### What needs to be done
A verbatim copy of all the data is required, minus any images.

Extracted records
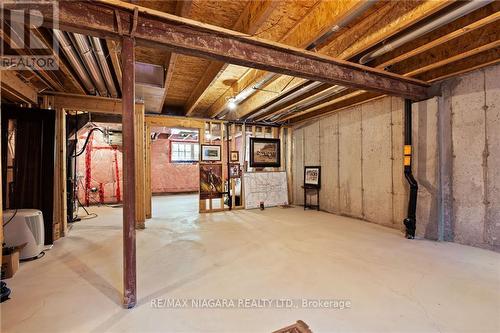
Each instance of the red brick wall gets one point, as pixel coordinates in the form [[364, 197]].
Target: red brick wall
[[100, 162], [106, 176], [169, 177]]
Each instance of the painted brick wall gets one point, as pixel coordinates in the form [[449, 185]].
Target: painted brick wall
[[169, 177]]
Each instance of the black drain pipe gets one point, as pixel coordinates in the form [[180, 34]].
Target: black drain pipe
[[410, 221]]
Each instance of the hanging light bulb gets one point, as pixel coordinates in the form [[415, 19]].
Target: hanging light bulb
[[231, 104]]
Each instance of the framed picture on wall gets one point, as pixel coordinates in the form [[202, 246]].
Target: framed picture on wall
[[235, 156], [312, 176], [210, 153], [211, 184], [265, 153], [234, 170]]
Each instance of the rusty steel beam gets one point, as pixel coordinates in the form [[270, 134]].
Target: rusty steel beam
[[128, 124], [113, 19]]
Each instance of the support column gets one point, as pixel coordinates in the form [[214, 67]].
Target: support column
[[410, 221], [140, 165], [129, 201]]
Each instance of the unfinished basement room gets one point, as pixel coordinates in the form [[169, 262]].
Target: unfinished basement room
[[244, 166]]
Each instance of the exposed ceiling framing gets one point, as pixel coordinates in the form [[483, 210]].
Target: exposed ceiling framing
[[239, 62]]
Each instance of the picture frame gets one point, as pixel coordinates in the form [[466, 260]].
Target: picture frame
[[265, 153], [234, 170], [211, 182], [235, 156], [210, 153], [312, 176]]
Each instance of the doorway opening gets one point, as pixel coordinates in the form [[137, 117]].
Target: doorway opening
[[175, 171]]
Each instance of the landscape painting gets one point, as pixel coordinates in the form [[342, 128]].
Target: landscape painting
[[265, 153], [211, 184]]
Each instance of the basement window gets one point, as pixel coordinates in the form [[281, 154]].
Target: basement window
[[184, 152]]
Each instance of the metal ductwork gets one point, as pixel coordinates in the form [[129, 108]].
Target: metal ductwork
[[74, 60], [434, 24], [88, 58], [108, 77]]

### Response
Each instance of the red brick wall gets one point, as pixel coordinates in the form [[364, 197]].
Target: red brick wall
[[100, 162], [106, 176], [169, 177]]
Each instance of the painted brick wall gets one point, as pixel coordinates in the form [[449, 185]].
Target: painted brick wall
[[169, 177]]
Each instance of the black drain pipe gets one point, as pixel coordinates in the form [[180, 34]].
Target: black drain pipe
[[410, 221]]
Each instance of the hanging light bulb gets one point, as pixel coordinates in the form [[415, 19]].
Target: hanging light bulb
[[231, 104]]
Each instance of the framed picture on wall gets one point, as pixel coordinates in the form [[202, 246]].
Target: framed picture on wall
[[235, 156], [312, 176], [210, 153], [211, 184], [265, 153], [234, 170]]
Each instance of the rusty steel beam gets one point, as pixel coordinates in the form [[270, 134]].
Target: rusty steel beam
[[128, 124], [113, 19]]
Each instance of the support column gets one point, as pixel coordinates in the form [[214, 67]].
Target: support column
[[410, 221], [140, 165], [129, 201]]
Each instance of the unfinished basement room gets one point, as pixel coordinates in the form [[169, 262]].
Target: unfinished basement room
[[244, 166]]
Each instance of the exposed ceiling framing gets one point, as pixel coordinates in the form [[483, 210]].
Target: exposed ceiling framing
[[239, 62]]
Each instance of the picture frame gets one point, as pixel coordinates in the form [[466, 260]].
Target: picture frame
[[265, 153], [234, 170], [211, 182], [235, 156], [210, 153], [312, 176]]
Each instance of the doorway opening gets one point, as pixel coordinates in the form [[137, 117]].
Target: doorway opening
[[175, 171]]
Each instance of the landscape painting gets one point, as pixel coordinates in the form [[342, 128]].
Target: landscape painting
[[265, 153], [211, 184]]
Each instance of the basement window gets one point, as pixel coordinates in the form [[281, 154]].
Target: basement window
[[184, 152]]
Each instance of the metal ductwork gets one point, as pixel coordinates in the form [[129, 108]].
Target: metal ductwork
[[74, 60], [434, 24], [88, 58], [108, 77]]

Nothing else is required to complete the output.